* _TASK TO CARRY OUT_
Write out, word for word, the section of the land policy text below that opens with the words containing "Officials say the" and closes with "the existing policy.".

* _PROVIDED TEXT_

___

The planned reforms include easing the long-standing restrictions on subdivision of agricultural land of less than one hectare so that parcels can be registered in owners’ names as opposed to co-ownership arrangement.

However, officials insist this has to be done without compromising the land consolidation programme.

The reforms are part of the new land policy proposals being finalized by a land sub-sector working group spearheaded by the Ministry of Lands and Forests (MINILAF).

Emerging issues

Officials say the existing land policy enacted in 2004 needed to be reviewed to address a number of gaps and respond to emerging issues associated with increasing urbanization and population pressure.


Concerns around high cost for land-related transactions as well as complications in registering parcels were the majority of complaints raised by landowners during the implementation of the existing policy.

Florien Nteziryayo, land use and protection unit acting director at MINILAF said an assessment and consultations informed the policy review, which showed that land related taxes and fees were too high and most people found them a burden and were unable to comply.

“We need to see whether we can collaborate with the revenue collection authority to make sure the taxes are revised and are responsive to everyone,” he said.

Mr Nteziryayo said a reduction could be applied to the cost of land services such as the land transfer fees currently standing at Rwf30,000, but will also identify what could be the right value that could be assigned to various land services, which would be affordable for landowners and land lease fees payers.

“We are looking at how in taxing land, everyone can be taxed based on his capacity instead of exempting some categories such as small agriculture land. Most Rwandans don’t have land that is more than two hectares. The tax base could be reduced and then everyone can be paying taxes according to their capacity,” Mr Nteziryayo said.


Land lease fees largely vary on the basis of size and physical location of the land, which sometimes does not correspond to the market value. Charges range between Rwf30 and Rwf80 per square metre in urban areas while those in rural areas are charged Rwf10 to Rwf30 per square metre annually.

___

* _DATA RECORDS_
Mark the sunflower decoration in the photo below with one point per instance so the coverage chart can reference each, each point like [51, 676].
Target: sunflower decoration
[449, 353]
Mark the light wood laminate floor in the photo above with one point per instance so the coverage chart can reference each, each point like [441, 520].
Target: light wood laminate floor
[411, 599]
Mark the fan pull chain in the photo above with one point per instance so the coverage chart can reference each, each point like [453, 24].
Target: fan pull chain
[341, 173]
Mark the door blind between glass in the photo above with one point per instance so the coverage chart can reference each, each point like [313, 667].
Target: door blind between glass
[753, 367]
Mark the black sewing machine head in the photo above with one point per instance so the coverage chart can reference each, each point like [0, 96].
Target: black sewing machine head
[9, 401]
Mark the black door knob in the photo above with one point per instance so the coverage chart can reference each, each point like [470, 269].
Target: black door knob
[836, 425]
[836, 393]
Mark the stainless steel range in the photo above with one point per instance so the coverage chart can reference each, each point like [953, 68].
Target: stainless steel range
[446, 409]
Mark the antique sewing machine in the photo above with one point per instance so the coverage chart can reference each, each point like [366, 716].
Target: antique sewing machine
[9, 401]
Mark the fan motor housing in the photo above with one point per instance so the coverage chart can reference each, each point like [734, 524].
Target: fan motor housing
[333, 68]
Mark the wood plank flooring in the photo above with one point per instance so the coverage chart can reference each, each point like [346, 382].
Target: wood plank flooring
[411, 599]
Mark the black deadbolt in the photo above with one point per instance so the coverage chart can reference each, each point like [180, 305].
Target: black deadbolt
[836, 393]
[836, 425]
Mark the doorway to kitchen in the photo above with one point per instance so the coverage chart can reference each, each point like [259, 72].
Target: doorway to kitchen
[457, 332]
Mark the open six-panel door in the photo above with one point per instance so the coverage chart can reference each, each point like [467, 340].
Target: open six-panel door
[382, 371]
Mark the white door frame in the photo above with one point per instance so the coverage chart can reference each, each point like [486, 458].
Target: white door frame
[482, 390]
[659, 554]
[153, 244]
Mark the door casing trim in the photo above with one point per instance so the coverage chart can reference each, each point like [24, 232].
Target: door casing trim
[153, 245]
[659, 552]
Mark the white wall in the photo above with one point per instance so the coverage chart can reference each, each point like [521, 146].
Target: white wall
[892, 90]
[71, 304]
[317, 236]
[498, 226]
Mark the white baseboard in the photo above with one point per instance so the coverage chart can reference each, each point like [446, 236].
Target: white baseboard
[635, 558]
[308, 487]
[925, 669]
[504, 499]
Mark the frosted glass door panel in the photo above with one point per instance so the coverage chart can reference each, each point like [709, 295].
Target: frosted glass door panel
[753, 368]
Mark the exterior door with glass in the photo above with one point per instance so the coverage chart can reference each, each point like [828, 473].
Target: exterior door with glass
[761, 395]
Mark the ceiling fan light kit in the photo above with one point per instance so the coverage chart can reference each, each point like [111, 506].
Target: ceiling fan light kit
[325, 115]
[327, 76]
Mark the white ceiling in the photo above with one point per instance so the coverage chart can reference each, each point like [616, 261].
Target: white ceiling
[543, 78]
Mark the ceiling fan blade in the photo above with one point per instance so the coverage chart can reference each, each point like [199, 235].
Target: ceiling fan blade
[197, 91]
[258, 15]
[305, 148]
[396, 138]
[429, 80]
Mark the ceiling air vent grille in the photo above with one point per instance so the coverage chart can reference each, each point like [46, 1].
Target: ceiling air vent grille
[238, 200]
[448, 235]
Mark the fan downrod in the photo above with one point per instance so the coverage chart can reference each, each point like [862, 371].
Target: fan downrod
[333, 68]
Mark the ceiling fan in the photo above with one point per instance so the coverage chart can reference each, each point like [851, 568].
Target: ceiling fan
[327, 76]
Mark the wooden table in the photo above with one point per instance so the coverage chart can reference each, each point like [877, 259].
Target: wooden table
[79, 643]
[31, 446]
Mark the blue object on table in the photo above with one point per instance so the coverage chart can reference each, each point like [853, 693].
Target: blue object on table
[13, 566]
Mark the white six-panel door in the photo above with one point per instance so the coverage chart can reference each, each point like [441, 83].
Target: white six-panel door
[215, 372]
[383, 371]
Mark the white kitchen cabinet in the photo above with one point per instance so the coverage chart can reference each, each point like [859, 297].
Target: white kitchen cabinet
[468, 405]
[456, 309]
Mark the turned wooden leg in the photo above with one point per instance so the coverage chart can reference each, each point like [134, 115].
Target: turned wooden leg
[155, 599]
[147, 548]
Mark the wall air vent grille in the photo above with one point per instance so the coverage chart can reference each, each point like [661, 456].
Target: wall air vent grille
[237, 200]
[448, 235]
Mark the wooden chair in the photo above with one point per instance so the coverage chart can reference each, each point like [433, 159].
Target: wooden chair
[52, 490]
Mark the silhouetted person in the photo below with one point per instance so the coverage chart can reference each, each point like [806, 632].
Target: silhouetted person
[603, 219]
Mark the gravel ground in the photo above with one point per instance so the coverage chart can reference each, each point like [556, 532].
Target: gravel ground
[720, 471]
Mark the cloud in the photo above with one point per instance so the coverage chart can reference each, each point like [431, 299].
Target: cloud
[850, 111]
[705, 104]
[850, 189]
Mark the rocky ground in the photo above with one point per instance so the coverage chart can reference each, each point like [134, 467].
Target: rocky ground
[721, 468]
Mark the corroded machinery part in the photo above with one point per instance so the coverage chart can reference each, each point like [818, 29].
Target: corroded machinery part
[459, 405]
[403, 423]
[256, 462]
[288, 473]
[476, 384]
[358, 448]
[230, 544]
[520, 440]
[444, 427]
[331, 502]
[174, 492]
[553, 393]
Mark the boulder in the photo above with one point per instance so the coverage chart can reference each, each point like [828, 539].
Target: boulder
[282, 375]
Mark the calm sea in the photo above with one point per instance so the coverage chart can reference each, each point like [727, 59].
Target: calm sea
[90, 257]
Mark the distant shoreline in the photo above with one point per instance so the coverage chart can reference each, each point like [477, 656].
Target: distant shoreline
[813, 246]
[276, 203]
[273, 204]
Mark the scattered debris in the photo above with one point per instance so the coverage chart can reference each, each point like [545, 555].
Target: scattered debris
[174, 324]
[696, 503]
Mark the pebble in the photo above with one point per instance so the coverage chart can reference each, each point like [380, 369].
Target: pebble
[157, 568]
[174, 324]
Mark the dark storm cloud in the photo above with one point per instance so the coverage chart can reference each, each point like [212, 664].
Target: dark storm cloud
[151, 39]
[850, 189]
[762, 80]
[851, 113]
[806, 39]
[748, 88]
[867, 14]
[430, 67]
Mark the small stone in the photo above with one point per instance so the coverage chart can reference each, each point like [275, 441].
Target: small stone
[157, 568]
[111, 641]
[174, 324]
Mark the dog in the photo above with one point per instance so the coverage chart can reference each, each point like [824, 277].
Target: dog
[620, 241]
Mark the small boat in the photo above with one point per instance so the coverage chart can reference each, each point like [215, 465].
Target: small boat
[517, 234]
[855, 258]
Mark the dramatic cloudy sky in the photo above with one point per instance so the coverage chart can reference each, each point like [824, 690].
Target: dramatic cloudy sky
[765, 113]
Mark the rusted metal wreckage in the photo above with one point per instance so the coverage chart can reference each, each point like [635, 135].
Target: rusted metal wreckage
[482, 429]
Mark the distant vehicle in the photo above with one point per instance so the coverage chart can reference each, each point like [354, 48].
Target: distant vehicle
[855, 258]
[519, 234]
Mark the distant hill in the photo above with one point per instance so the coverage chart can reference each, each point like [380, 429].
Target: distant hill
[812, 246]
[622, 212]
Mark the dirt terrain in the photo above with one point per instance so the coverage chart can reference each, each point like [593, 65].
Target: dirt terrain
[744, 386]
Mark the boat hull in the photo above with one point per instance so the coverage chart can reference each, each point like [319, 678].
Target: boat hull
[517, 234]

___

* _TASK RESULT_
Officials say the existing land policy enacted in 2004 needed to be reviewed to address a number of gaps and respond to emerging issues associated with increasing urbanization and population pressure.


Concerns around high cost for land-related transactions as well as complications in registering parcels were the majority of complaints raised by landowners during the implementation of the existing policy.